_What you have to do_: Copy out the whole listing below exactly.

_Given data_:
>>>

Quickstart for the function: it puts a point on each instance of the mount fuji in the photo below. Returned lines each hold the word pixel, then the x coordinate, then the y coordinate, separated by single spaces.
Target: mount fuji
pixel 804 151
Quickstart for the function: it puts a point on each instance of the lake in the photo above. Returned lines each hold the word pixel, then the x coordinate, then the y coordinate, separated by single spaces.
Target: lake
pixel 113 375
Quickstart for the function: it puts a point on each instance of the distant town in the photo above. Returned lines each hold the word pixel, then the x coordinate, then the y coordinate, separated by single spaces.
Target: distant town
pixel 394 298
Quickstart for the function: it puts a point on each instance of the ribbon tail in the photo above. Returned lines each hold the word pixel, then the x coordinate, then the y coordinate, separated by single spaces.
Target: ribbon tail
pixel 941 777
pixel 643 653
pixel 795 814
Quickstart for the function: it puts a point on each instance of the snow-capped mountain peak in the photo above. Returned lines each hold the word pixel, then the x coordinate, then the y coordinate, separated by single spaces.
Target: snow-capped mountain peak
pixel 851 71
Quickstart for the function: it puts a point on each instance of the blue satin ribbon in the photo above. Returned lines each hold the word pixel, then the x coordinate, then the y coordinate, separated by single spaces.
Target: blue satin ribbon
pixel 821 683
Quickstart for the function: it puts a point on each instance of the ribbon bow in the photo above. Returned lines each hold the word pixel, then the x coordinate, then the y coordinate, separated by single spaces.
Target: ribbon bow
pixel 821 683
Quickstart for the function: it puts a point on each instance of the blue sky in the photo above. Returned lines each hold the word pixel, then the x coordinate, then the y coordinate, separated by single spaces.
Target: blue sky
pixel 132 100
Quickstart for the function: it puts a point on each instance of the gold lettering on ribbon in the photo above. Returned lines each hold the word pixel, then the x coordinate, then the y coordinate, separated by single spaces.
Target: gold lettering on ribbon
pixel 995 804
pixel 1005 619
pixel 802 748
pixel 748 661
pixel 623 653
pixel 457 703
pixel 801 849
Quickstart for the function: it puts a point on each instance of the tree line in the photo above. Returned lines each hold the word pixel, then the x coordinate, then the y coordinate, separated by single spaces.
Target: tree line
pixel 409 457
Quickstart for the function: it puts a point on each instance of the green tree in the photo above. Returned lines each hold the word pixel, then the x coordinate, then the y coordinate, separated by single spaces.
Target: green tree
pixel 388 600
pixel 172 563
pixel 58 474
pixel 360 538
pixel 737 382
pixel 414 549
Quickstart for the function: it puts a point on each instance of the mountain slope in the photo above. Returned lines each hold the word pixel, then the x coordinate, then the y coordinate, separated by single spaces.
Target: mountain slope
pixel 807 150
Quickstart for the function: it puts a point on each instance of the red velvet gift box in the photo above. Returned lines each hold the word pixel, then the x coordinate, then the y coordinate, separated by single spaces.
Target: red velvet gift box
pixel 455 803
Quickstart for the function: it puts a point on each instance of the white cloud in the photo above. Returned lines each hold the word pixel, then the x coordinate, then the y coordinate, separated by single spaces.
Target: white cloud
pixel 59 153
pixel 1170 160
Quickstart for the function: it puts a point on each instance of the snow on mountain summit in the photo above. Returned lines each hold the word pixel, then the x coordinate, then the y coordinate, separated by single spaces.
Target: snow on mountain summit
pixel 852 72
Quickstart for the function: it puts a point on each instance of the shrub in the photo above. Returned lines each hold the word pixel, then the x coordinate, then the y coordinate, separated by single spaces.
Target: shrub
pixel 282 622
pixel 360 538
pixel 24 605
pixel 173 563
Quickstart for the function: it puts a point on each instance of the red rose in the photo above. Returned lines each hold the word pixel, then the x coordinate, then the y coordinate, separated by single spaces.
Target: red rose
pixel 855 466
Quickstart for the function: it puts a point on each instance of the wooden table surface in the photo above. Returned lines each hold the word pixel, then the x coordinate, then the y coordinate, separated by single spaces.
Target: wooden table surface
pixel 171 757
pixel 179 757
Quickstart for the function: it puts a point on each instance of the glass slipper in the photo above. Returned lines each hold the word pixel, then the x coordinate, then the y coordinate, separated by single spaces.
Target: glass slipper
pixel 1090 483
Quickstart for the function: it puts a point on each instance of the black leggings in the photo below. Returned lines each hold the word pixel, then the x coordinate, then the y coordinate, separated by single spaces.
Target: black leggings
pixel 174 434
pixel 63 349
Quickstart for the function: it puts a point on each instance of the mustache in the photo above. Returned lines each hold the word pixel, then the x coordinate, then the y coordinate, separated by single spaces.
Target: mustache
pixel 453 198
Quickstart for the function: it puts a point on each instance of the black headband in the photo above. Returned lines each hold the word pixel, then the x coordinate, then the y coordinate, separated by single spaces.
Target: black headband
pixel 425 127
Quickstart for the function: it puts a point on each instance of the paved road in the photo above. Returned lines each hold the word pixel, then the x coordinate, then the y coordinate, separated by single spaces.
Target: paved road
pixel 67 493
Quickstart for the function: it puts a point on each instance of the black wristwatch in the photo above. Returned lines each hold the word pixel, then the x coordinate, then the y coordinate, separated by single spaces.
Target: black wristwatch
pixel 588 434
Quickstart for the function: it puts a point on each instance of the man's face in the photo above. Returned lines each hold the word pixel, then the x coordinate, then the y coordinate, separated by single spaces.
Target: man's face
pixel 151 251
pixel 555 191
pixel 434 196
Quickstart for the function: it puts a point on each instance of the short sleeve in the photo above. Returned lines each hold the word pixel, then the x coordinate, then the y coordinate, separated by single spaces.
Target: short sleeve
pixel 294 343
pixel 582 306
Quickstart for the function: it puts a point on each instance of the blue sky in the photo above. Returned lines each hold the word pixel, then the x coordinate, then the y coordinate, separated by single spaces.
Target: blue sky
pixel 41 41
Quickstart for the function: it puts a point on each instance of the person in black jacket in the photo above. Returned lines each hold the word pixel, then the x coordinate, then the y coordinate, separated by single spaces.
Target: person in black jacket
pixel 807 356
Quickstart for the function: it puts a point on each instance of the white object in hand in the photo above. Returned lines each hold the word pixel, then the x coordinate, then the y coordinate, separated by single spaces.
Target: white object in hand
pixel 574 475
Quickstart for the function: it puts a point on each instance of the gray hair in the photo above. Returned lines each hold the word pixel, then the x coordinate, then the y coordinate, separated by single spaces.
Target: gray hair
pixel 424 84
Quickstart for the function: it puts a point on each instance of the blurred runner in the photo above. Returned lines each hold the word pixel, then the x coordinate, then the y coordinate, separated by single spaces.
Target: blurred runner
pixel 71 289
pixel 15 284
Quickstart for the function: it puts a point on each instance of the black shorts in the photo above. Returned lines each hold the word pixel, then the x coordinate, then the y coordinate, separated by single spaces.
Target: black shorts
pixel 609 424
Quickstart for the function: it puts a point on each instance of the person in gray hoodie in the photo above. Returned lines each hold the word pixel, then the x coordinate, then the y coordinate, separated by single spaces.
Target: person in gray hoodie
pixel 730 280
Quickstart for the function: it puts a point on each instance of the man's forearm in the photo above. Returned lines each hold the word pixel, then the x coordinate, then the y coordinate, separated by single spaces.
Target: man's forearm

<<<

_Written answer_:
Quickstart for the function: it puts a point on each instance of the mount fuji in the photo below. Returned lines each hold the word pixel, then the x coordinate, then the y coordinate, separated by single spaces.
Target: mount fuji
pixel 804 151
Quickstart for the function: it puts a point on each instance of the lake in the photo above. Returned lines each hold the word pixel, then the x coordinate, then the y coordinate, separated by single spaces.
Target: lake
pixel 113 375
Quickstart for the function: it puts a point on each instance of the distant town in the photo above. Returned lines each hold the word pixel, then the x coordinate, then the y coordinate, separated by single spaces.
Target: distant town
pixel 394 298
Quickstart for the function: it puts a point on each instance of the ribbon tail in the photo above. Returned lines each hold the word pixel, then the x coordinate, then the y coordinate, separated by single spaces.
Target: ribbon tail
pixel 941 777
pixel 643 653
pixel 795 814
Quickstart for the function: it puts a point on each instance of the snow-capped mountain peak in the photo above. Returned lines each hold the word pixel, then the x coordinate, then the y coordinate, separated by single spaces.
Target: snow-capped mountain peak
pixel 851 71
Quickstart for the function: it puts a point on each instance of the blue satin ribbon in the photo above. Returned lines each hold the word pixel, then the x coordinate, then the y coordinate, separated by single spaces.
Target: blue satin ribbon
pixel 821 683
Quickstart for the function: it puts a point on each instance of the ribbon bow in the photo above. Returned lines each hold the word pixel, then the x coordinate, then the y coordinate, separated by single spaces.
Target: ribbon bow
pixel 821 683
Quickstart for the function: it puts a point on each instance of the blue sky in the photo above. Returned lines each hold the word pixel, then the x coordinate, then the y coordinate, separated by single spaces.
Target: blue sky
pixel 132 100
Quickstart for the function: it puts a point on each instance of the gold lettering on ribbon in the photo above. Returned lines each hold the word pixel, then the x coordinate, then the y coordinate, separated by single spaces.
Target: gold lettering on ribbon
pixel 995 804
pixel 1005 619
pixel 802 748
pixel 748 661
pixel 623 653
pixel 457 703
pixel 801 849
Quickstart for the function: it puts a point on each instance of the tree line in the photo above. Returned lines each hold the word pixel, then the x coordinate, then the y coordinate, separated by single spaces.
Target: tree line
pixel 409 457
Quickstart for the function: it puts a point on each instance of the green tree in the photo above. Returned lines each hold the word pixel, then the x coordinate, then the y coordinate, separated by single spaces.
Target: green tree
pixel 388 600
pixel 172 563
pixel 58 474
pixel 360 538
pixel 737 382
pixel 414 549
Quickstart for the function: it puts a point on each instance of the mountain slope in the photo above. Returned lines each hold the word pixel, then the x coordinate, then the y coordinate, separated by single spaces.
Target: mountain slope
pixel 807 150
Quickstart for the function: it puts a point on each instance of the red velvet gift box in the photo above. Returned lines each hold the word pixel, then the x coordinate, then the y coordinate, separated by single spaces.
Target: red velvet gift box
pixel 455 803
Quickstart for the function: it puts a point on each instance of the white cloud in the photo above. Returned lines each hold the word pixel, then the x coordinate, then the y coordinate, separated by single spaces.
Target: white cloud
pixel 59 153
pixel 1170 160
Quickstart for the function: it puts a point on each instance of the snow on mountain summit in the photo above. Returned lines each hold the word pixel, then the x coordinate, then the y coordinate, separated by single spaces.
Target: snow on mountain summit
pixel 852 72
Quickstart for the function: it puts a point on each instance of the shrub in the photo above. Returned lines each hold the word pixel, then the x coordinate, then the y coordinate, separated by single spaces.
Target: shrub
pixel 282 622
pixel 360 538
pixel 24 605
pixel 173 563
Quickstart for the function: it puts a point on each instance of the red rose in the photo above. Returned lines each hold the word pixel, then the x coordinate, then the y coordinate, separated by single spaces.
Target: red rose
pixel 855 466
Quickstart for the function: it puts a point on each instance of the wooden table surface in the photo above. Returned lines each hold the word pixel, then the x coordinate, then the y coordinate, separated by single spaces.
Target: wooden table surface
pixel 171 757
pixel 179 757
Quickstart for the function: it puts a point on each instance of the glass slipper in the photo above. Returned lines each hold the word pixel, then the x coordinate, then the y coordinate, separated by single spaces.
Target: glass slipper
pixel 1090 483
Quickstart for the function: it puts a point on each instance of the black leggings in the photo below. Returned lines each hold the word pixel, then the x coordinate, then the y coordinate, separated by single spaces.
Target: black leggings
pixel 174 434
pixel 63 349
Quickstart for the function: it puts a point on each instance of the mustache in the photo above. Returned lines each hold the word pixel, then the x coordinate, then the y coordinate, separated by single spaces.
Target: mustache
pixel 453 198
Quickstart for the function: it puts a point on each instance of the black headband in the photo above. Returned lines each hold the word pixel, then the x coordinate, then the y coordinate, separated by single spaces.
Target: black headband
pixel 425 127
Quickstart for the function: it puts a point on each instance of the paved road in the photo above. Returned lines each hold the word pixel, then the x coordinate, then the y coordinate, separated by single spaces.
Target: paved road
pixel 67 493
Quickstart for the function: it puts a point on each instance of the black wristwatch in the photo above. Returned lines each hold the word pixel, then the x coordinate, then the y coordinate, separated by single spaces.
Target: black wristwatch
pixel 588 434
Quickstart for the function: it puts a point on each instance of the man's face in the photo above. Returned lines each hold the word pixel, then the x coordinate, then the y coordinate, separated by single spaces.
Target: man's face
pixel 151 251
pixel 555 191
pixel 434 196
Quickstart for the function: it puts a point on each instance of the short sleeve in the photo above. Returned lines each hold the word pixel, then the x coordinate, then the y coordinate, separated by single spaces.
Target: short sleeve
pixel 294 343
pixel 582 306
Quickstart for the function: it puts a point on each instance of the blue sky in the photo above. Returned lines each hold the word pixel, then the x coordinate, then the y coordinate, separated by single spaces.
Target: blue sky
pixel 41 41
Quickstart for the function: it puts a point on each instance of the person in black jacket in the photo above. Returned lines each hold the word pixel, then the x coordinate, then the y coordinate, separated by single spaces.
Target: person in black jacket
pixel 807 356
Quickstart for the function: it puts a point on each instance of the white object in hand in the photo above. Returned lines each hold the word pixel, then the x coordinate, then the y coordinate, separated by single spaces.
Target: white object in hand
pixel 574 475
Quickstart for the function: it puts a point on each instance of the gray hair in the photo above. Returned lines each hold the word pixel, then the x coordinate, then the y coordinate, separated by single spaces.
Target: gray hair
pixel 424 84
Quickstart for the function: it puts a point on each instance of the blurred runner in the photo above. Returned lines each hold the word pixel, then the x coordinate, then the y coordinate, separated by single spaces.
Target: blurred runner
pixel 71 289
pixel 15 284
Quickstart for the function: it puts a point on each instance of the black shorts in the photo above. Returned lines each hold the word pixel, then the x coordinate, then the y coordinate, separated by single spaces.
Target: black shorts
pixel 609 424
Quickstart for the function: it puts a point on each instance of the person in gray hoodie in the photo above. Returned lines each hold the word pixel, then the x coordinate, then the y coordinate, separated by single spaces.
Target: person in gray hoodie
pixel 730 280
Quickstart for the function: it puts a point on each instance of the man's forearm in the photo above. Returned lines each hold the word pixel, then the x coordinate, then the y coordinate, separated by single spaces.
Target: man's forearm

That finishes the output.